--- Start of Data shown ---

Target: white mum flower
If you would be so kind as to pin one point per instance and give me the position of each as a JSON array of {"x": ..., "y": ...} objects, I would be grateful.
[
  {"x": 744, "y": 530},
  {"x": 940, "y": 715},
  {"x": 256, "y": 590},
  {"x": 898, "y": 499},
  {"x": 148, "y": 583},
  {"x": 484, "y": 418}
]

--- End of Data shown ---

◆ Work to do ◆
All of the lines above must be returned exactly.

◆ The completed task ◆
Target: white mum flower
If you would be so kind as to pin one point per instance and give me the position of each as a JSON array of {"x": ..., "y": ...} objects, I would be grateful.
[
  {"x": 744, "y": 530},
  {"x": 940, "y": 715},
  {"x": 256, "y": 590},
  {"x": 898, "y": 499},
  {"x": 148, "y": 583},
  {"x": 484, "y": 418}
]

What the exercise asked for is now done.